**SELECTED PASSAGE**
Segment Open
The method of drug loading is another critical determinant of therapeutic efficacy. Cargo hydrophilicity, lipophilicity, molecular weight, membrane integrity, and vesicle stability collectively influence loading efficiency and release kinetics (65). For example, studies on milk-derived exosomes show that hydrophilic drugs achieve significantly higher loading rates (33–65%) compared to hydrophobic drugs (13–22%) [Milk-derived exosomes as a promising vehicle for oral delivery of hydrophilic biomacromolecule drugs]. Doxorubicin encapsulation efficiency varies by species and method, with goat-derived exosomes exhibiting favorable biphasic release profiles (66). Similarly, engineered exosomes demonstrated superior loading of hydrophilic porphyrins via saponin-assisted incubation and hypotonic dialysis achieving up to 11-fold higher efficiency whereas hydrophobic porphyrins consistently showed poor incorporation (67) (Table 1).
Engineered exosomes also serve as potent vehicles for apoptosis-inducing agents. TRAIL-loaded exosomes from mesenchymal stem cells (MSCs) have demonstrated strong cytotoxic activity against lung, pleural mesothelioma, renal, breast, and neuroblastoma cell lines (68, 69). Likewise, HEK293T-derived exosomes engineered to express Lamp2B fused with the IL-3 receptor, overexpressed in chronic myeloid leukemia (CML), have been loaded with imatinib or BCR-ABL siRNA. These IL3-Lamp2B (IL3L) exosomes showed enhanced tumor targeting and therapeutic efficacy in preclinical models (62, 69).
In immunotherapy, engineered exosomes are emerging as modular vaccine platforms. One strategy fused the ovalbumin antigen to the lipid-binding C1C2 domain of lactadherin, displaying the antigen on the exosome surface. When used as a DNA vaccine, this design elicited robust antigen-specific CD4+ and CD8+ T-cell responses, effectively suppressing tumor progression in fibrosarcoma, melanoma, and thymoma models. Drug-loaded exosomes modified with targeting ligands have also shown selective accumulation in tumors following intravenous administration, where doxorubicin- and imatinib-loaded constructs inhibited tumor growth without systemic toxicity (45, 69, 70).
Segment Closed
**LIST OF TASKS**
a – Answer these questions from the passage on engineered exosomes:
(i) What loading rates did hydrophilic drugs achieve in milk-derived exosomes?
(ii) From which cells were the TRAIL-loaded exosomes derived?
(iii) To which domain of lactadherin was the ovalbumin antigen fused?
b – Reproduce part of the passage on engineered exosomes word for word. Begin at the words "Engineered exosomes also" and stop after "models (62, 69).".
Work only from the passage on engineered exosomes.

**RECORDS SUPPLIED**
Segment Open
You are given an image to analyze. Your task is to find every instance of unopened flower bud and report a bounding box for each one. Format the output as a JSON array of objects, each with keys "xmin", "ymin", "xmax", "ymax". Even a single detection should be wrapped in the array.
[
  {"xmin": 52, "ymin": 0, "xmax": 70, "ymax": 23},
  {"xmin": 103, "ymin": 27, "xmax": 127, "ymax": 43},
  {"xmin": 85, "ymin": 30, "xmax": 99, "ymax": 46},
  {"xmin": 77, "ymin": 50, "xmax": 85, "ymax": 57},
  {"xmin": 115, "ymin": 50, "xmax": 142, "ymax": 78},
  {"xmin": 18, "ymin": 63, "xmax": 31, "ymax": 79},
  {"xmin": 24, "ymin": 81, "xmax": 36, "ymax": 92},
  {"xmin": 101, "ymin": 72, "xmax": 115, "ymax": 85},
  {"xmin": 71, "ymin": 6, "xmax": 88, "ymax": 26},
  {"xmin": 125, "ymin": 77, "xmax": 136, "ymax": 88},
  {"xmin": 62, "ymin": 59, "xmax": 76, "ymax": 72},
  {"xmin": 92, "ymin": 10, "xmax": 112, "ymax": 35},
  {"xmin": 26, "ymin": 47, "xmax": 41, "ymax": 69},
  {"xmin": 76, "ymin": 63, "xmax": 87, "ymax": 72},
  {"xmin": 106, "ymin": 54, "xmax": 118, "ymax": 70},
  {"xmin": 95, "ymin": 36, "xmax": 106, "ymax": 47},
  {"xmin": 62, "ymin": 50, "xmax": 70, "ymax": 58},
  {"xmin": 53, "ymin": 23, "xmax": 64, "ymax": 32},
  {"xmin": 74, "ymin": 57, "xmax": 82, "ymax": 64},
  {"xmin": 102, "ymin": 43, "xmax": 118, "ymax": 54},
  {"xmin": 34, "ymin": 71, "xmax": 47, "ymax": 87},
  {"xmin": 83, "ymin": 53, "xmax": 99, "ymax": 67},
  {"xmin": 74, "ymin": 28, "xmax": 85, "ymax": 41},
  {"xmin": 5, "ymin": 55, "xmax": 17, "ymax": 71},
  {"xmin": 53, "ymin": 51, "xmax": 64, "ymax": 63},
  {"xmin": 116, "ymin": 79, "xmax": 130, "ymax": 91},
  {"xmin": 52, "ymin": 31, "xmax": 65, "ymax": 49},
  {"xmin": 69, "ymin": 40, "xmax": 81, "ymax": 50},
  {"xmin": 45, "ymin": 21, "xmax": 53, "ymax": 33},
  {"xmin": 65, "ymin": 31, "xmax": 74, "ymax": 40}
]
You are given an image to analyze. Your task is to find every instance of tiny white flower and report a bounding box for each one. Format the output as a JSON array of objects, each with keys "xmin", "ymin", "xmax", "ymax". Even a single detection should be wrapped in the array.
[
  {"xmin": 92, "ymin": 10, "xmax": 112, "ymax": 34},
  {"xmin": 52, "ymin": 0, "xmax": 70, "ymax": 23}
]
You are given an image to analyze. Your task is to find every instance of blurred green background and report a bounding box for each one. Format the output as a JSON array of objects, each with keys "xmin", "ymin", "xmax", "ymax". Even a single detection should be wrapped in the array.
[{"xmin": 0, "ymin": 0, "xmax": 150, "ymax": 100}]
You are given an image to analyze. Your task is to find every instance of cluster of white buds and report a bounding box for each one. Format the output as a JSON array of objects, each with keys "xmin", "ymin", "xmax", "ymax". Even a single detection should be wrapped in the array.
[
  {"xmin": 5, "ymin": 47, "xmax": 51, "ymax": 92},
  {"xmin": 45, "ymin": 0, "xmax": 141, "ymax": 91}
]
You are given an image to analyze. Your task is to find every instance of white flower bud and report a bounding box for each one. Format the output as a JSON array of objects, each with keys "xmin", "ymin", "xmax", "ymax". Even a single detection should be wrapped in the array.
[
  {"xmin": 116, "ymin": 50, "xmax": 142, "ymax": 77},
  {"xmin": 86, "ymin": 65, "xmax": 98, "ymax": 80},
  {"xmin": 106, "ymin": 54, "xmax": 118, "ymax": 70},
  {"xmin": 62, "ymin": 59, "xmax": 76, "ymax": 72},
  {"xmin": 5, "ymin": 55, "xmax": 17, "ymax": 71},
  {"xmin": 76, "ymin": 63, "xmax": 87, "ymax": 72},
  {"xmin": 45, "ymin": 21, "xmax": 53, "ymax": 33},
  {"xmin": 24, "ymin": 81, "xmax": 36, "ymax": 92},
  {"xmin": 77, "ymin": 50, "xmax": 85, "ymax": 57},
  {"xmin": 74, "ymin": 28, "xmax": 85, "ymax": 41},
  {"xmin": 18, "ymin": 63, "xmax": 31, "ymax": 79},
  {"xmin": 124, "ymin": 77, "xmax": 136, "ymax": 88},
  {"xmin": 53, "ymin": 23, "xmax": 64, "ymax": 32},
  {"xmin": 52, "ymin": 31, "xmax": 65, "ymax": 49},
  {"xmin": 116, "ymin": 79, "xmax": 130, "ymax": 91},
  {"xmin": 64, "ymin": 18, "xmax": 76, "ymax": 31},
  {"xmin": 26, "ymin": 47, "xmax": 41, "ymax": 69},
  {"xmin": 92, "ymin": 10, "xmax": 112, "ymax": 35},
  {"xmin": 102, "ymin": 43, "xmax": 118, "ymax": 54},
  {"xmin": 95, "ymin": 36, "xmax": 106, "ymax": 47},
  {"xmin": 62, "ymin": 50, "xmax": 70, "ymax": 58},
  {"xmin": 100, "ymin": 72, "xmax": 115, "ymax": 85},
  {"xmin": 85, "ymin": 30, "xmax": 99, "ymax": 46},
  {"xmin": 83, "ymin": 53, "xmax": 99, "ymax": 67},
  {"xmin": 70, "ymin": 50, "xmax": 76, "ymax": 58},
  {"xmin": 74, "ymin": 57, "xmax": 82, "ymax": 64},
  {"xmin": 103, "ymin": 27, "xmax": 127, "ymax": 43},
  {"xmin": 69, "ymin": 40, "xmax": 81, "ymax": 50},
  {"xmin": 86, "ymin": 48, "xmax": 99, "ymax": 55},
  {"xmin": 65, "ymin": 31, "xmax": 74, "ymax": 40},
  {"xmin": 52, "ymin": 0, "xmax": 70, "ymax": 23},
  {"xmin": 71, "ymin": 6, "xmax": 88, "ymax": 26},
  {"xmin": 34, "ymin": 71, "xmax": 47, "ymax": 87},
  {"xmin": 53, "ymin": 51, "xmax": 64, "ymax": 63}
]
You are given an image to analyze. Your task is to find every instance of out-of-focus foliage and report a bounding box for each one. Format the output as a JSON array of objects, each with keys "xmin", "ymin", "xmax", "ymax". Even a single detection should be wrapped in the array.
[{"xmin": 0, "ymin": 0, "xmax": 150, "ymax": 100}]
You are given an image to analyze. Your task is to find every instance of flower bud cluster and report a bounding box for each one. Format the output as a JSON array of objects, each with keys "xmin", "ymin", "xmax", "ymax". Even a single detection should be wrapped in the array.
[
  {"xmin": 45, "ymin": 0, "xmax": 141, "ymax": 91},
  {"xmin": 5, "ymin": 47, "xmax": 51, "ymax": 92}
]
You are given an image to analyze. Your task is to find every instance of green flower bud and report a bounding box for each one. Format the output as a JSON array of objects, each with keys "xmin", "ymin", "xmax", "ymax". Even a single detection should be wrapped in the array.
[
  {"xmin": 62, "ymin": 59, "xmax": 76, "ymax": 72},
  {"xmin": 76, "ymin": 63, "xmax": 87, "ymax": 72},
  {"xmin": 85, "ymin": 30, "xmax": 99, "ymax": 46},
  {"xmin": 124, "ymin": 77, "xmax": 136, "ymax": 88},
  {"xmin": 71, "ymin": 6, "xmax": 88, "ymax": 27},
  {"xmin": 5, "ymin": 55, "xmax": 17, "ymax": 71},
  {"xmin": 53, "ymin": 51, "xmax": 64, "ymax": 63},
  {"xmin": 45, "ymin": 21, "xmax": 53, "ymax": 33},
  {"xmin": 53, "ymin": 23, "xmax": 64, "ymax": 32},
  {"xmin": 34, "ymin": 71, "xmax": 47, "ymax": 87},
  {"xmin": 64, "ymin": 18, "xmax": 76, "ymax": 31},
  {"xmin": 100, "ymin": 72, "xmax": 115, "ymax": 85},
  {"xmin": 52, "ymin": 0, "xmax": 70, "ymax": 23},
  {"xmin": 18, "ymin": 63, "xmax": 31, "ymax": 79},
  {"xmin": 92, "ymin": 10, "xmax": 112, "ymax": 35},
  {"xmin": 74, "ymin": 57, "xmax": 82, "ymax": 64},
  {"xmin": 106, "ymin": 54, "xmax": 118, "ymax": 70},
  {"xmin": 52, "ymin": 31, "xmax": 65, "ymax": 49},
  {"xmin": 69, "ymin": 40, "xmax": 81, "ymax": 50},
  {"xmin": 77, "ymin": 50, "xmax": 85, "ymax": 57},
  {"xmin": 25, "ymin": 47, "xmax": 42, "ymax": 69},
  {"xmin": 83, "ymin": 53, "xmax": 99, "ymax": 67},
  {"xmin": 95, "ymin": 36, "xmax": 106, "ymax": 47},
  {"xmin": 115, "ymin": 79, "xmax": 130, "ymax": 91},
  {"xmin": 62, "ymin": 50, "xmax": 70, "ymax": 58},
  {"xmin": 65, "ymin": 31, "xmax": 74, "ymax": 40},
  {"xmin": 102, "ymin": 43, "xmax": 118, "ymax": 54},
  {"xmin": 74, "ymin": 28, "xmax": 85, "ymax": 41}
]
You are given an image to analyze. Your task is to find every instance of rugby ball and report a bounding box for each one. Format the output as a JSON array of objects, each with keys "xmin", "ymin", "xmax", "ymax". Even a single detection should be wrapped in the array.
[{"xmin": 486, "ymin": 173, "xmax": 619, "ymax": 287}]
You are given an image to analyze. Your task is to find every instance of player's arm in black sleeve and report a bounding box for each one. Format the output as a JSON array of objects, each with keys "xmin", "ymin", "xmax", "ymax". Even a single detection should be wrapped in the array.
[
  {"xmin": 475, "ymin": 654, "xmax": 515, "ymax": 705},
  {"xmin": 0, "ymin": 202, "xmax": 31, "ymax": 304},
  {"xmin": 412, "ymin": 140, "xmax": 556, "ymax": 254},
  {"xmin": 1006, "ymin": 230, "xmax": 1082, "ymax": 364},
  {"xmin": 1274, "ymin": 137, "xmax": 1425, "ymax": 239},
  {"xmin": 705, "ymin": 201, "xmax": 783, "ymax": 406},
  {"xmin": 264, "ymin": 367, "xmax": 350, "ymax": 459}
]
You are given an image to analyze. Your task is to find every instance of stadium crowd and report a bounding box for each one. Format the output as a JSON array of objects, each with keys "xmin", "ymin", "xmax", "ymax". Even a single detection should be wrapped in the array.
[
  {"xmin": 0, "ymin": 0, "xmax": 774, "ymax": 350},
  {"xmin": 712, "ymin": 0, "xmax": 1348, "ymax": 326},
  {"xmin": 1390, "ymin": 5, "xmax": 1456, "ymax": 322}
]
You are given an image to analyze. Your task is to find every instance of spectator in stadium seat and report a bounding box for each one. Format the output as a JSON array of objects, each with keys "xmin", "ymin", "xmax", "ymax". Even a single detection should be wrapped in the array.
Segment Closed
**ANSWER LIST**
a –
(i) 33–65%
(ii) Mesenchymal stem cells (MSCs)
(iii) The lipid-binding C1C2 domain

b –
Engineered exosomes also serve as potent vehicles for apoptosis-inducing agents. TRAIL-loaded exosomes from mesenchymal stem cells (MSCs) have demonstrated strong cytotoxic activity against lung, pleural mesothelioma, renal, breast, and neuroblastoma cell lines (68, 69). Likewise, HEK293T-derived exosomes engineered to express Lamp2B fused with the IL-3 receptor, overexpressed in chronic myeloid leukemia (CML), have been loaded with imatinib or BCR-ABL siRNA. These IL3-Lamp2B (IL3L) exosomes showed enhanced tumor targeting and therapeutic efficacy in preclinical models (62, 69).